[ZADANIE DO WYKONANIA]
Przedstaw jako listę numerowaną wszystkie wiersze od pierwszego w górnej części aż po wiersz zawierający „(1238, 243)”, łącznie z obydwoma krańcowymi. Puste wiersze pomiń.

[WIERSZE DANYCH]
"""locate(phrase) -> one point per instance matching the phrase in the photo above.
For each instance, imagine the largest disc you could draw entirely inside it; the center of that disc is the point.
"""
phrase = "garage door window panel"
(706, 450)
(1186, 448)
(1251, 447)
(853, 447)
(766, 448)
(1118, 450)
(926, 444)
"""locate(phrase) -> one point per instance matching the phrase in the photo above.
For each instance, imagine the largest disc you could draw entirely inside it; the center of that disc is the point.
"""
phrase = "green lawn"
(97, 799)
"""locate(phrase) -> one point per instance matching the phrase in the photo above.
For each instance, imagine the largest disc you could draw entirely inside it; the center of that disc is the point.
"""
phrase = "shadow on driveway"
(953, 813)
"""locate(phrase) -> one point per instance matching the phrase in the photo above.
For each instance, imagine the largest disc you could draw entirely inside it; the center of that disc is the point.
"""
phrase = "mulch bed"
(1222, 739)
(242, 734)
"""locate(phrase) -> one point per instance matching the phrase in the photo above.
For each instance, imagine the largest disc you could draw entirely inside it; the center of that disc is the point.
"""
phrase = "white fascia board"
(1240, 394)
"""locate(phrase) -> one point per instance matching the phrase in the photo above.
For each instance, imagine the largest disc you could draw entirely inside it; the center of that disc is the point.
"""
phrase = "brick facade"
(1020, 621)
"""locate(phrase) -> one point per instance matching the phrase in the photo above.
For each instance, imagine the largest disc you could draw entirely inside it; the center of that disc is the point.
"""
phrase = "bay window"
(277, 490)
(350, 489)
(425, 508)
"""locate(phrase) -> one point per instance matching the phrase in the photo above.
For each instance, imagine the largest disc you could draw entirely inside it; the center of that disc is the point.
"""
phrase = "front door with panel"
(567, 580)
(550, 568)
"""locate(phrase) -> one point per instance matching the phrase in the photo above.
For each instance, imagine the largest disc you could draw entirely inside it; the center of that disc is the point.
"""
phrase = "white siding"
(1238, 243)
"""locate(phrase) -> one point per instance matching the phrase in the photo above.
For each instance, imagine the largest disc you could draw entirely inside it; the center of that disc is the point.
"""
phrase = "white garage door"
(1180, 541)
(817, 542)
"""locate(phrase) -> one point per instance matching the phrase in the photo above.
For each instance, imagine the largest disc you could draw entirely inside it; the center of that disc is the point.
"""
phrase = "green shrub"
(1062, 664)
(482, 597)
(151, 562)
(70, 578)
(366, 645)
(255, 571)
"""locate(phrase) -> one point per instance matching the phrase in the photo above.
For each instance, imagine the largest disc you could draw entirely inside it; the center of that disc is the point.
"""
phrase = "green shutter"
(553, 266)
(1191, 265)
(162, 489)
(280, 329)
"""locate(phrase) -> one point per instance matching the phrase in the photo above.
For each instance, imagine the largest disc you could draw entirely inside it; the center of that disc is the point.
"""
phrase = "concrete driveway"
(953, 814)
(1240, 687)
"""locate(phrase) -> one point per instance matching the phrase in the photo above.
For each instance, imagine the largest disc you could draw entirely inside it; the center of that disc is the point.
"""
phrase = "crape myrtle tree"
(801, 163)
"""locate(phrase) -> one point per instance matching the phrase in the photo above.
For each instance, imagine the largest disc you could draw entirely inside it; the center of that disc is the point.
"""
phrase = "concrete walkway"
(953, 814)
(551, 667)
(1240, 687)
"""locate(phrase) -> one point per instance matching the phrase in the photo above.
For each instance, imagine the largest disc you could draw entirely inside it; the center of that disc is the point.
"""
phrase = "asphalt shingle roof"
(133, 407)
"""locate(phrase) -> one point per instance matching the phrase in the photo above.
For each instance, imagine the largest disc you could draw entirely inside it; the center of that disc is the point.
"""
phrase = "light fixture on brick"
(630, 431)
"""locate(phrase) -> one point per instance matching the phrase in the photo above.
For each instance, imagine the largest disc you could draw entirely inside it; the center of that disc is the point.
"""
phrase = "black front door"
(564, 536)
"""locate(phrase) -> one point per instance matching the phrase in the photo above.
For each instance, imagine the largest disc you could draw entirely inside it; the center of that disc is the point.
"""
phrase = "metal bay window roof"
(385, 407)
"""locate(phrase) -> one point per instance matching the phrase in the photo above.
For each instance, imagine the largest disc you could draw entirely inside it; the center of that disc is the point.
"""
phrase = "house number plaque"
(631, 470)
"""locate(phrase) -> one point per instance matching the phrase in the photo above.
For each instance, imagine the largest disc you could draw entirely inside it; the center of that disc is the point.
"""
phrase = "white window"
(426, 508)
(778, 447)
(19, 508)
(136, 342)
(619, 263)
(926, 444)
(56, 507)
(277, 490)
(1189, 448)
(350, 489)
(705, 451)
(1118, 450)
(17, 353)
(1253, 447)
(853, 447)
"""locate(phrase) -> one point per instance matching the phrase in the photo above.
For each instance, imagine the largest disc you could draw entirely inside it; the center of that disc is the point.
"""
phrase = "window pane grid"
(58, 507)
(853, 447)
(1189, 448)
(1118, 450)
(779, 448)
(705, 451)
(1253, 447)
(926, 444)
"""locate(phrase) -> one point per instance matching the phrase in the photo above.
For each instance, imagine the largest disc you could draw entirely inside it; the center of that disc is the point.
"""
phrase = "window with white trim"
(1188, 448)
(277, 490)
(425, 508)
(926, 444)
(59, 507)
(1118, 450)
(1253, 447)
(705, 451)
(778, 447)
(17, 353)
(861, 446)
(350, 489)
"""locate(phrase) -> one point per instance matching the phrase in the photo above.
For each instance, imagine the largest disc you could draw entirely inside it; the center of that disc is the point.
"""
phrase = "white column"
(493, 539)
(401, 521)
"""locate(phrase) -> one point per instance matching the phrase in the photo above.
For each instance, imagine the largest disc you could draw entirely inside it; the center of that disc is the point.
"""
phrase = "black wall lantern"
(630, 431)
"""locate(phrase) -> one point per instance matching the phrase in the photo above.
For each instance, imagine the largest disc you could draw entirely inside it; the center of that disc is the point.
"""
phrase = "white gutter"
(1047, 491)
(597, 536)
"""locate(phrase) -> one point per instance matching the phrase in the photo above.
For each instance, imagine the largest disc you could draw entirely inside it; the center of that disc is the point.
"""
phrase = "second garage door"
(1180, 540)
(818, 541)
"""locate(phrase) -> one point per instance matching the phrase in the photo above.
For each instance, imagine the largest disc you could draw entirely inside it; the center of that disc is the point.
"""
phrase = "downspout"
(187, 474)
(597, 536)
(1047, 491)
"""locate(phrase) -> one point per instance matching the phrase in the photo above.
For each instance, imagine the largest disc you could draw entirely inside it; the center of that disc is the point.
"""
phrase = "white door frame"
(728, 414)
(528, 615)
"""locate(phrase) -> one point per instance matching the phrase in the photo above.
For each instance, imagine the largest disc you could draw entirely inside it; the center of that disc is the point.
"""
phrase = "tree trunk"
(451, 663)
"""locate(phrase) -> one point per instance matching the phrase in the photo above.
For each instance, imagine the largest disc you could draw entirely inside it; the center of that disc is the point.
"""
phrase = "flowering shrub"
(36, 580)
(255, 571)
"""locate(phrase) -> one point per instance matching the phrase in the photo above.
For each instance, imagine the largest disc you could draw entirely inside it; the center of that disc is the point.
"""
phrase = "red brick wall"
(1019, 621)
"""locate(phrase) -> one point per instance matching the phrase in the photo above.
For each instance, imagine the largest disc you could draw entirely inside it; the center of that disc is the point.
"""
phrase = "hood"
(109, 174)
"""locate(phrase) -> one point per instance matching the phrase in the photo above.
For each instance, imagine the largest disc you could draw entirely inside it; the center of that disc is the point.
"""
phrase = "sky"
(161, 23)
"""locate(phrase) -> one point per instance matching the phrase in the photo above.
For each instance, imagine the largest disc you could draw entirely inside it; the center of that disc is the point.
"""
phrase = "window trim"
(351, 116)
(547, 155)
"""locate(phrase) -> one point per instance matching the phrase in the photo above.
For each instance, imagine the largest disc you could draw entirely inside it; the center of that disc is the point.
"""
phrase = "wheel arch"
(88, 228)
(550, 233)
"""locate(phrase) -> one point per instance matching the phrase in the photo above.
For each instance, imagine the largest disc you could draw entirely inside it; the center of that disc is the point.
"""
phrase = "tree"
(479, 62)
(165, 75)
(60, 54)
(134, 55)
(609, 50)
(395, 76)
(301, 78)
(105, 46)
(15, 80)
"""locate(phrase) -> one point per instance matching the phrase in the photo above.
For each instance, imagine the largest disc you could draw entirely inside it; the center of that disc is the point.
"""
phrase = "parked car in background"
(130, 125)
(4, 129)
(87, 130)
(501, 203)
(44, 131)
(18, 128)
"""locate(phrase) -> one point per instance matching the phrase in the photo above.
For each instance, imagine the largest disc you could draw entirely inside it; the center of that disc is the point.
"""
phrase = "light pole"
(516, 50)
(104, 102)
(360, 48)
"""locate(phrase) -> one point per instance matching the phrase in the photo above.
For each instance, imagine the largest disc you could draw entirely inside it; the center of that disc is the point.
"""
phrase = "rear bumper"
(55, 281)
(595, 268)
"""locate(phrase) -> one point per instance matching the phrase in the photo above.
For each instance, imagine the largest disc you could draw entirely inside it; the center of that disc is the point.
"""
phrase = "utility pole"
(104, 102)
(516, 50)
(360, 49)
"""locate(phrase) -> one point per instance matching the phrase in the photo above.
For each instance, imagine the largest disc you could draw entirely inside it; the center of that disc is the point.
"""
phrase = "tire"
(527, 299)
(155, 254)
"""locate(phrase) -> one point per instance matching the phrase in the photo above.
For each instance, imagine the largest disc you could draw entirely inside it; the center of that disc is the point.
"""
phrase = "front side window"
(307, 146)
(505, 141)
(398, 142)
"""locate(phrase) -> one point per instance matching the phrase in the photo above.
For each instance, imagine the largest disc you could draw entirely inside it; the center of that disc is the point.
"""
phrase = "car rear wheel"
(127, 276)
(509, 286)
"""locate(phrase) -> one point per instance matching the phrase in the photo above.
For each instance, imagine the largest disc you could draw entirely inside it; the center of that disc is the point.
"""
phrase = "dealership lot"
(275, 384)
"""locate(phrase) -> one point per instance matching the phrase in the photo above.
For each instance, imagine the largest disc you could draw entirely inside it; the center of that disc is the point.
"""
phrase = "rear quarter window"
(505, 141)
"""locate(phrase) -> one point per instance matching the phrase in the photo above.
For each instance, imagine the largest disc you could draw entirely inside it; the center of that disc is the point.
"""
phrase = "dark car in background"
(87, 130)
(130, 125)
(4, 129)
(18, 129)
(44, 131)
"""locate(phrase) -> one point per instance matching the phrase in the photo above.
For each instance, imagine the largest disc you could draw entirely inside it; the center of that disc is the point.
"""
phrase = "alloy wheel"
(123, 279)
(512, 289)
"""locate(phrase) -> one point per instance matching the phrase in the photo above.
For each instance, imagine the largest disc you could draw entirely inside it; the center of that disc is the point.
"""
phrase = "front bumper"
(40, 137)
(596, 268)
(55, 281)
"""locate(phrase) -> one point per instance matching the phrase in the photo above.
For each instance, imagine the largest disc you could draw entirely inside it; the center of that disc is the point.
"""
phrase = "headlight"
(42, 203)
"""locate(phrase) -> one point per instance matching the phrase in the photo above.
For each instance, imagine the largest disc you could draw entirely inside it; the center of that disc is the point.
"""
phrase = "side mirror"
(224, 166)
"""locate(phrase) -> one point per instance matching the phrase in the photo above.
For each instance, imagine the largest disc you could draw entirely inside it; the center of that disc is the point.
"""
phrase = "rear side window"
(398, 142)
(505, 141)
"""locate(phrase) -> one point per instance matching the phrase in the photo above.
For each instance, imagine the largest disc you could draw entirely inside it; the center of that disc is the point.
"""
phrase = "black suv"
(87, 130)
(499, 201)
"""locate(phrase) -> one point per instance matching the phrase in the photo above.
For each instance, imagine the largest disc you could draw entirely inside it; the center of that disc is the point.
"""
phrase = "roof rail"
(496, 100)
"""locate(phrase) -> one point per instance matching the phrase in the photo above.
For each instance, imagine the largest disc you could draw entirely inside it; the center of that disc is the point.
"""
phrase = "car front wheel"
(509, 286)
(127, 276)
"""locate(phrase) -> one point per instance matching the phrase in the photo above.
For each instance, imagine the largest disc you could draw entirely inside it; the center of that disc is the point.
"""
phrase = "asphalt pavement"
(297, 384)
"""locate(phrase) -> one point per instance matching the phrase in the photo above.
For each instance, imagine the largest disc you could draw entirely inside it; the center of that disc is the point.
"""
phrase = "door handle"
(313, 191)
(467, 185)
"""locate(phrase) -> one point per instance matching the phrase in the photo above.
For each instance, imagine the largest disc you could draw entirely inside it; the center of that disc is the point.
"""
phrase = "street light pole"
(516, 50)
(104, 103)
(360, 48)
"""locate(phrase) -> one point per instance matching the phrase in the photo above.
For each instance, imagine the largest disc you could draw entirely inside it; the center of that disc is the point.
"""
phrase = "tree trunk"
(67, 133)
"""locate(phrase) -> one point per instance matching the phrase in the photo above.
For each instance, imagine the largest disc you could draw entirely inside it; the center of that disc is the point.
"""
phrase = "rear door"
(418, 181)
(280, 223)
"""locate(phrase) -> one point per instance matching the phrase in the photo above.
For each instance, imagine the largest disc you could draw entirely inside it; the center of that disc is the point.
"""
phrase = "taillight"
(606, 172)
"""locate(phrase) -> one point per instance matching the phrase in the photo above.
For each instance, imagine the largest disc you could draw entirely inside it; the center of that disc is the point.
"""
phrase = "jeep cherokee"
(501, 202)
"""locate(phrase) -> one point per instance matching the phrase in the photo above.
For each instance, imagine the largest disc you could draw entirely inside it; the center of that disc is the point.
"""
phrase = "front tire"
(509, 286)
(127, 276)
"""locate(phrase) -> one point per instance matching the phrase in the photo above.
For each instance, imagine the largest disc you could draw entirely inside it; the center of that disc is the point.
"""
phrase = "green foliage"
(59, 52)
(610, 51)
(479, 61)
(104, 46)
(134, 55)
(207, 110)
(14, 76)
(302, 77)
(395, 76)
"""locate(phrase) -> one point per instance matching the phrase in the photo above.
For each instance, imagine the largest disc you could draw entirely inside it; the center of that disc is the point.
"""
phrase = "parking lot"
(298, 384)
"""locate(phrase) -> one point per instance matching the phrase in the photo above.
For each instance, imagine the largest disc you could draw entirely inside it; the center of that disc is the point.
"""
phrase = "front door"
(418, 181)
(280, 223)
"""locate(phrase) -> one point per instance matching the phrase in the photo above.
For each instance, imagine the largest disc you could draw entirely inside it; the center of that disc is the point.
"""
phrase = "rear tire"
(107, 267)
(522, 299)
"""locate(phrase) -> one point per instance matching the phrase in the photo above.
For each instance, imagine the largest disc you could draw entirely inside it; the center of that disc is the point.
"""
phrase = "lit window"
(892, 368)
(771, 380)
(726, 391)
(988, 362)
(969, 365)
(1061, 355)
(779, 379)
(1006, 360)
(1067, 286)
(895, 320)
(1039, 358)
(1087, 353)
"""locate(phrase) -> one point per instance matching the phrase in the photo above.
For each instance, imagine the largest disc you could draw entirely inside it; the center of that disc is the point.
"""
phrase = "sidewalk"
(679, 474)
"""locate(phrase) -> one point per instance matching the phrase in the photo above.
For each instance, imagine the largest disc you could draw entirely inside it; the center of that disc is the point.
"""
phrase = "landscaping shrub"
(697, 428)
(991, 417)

[ROZWIĄZANIE ZADANIA]
1. """locate(phrase) -> one point per instance matching the phrase in the photo above.
2. For each instance, imagine the largest disc you could draw entirely inside it; the center of that disc is the point.
3. """
4. phrase = "garage door window panel"
5. (706, 450)
6. (1186, 448)
7. (1251, 447)
8. (853, 447)
9. (766, 448)
10. (1118, 450)
11. (926, 444)
12. """locate(phrase) -> one point per instance matching the phrase in the photo above.
13. For each instance, imagine the largest disc you could draw entirely inside it; the center of that disc is the point.
14. """
15. phrase = "green lawn"
16. (97, 799)
17. """locate(phrase) -> one point per instance matching the phrase in the photo above.
18. For each instance, imagine the largest disc you could draw entirely inside it; the center of that disc is the point.
19. """
20. phrase = "shadow on driveway"
21. (953, 813)
22. """locate(phrase) -> one point per instance matching the phrase in the photo above.
23. For each instance, imagine the largest disc you could draw entirely inside it; the center of that disc is the point.
24. """
25. phrase = "mulch bed"
26. (1222, 739)
27. (242, 734)
28. """locate(phrase) -> one point per instance matching the phrase in the photo above.
29. For each instance, imagine the largest disc you could draw entirely inside it; the center of that disc is the point.
30. """
31. phrase = "white fascia board"
32. (1240, 394)
33. """locate(phrase) -> one point per instance matching the phrase in the photo above.
34. For each instance, imagine the largest disc you could draw entirely inside it; the center of that disc is the point.
35. """
36. phrase = "brick facade"
37. (1020, 621)
38. """locate(phrase) -> one point per instance matching the phrase in the photo above.
39. For each instance, imagine the largest disc you could draw entirely inside it; the center of that disc is the point.
40. """
41. phrase = "bay window"
42. (277, 490)
43. (350, 489)
44. (425, 508)
45. """locate(phrase) -> one point per instance matching the phrase in the photo above.
46. For each instance, imagine the largest disc you could draw entirely inside it; the center of that disc is the point.
47. """
48. phrase = "front door with panel"
49. (567, 580)
50. (550, 568)
51. """locate(phrase) -> one point per instance matching the phrase in the photo above.
52. For each instance, imagine the largest disc you could draw entirely inside it; the center of that disc is the point.
53. """
54. phrase = "white siding"
55. (1238, 243)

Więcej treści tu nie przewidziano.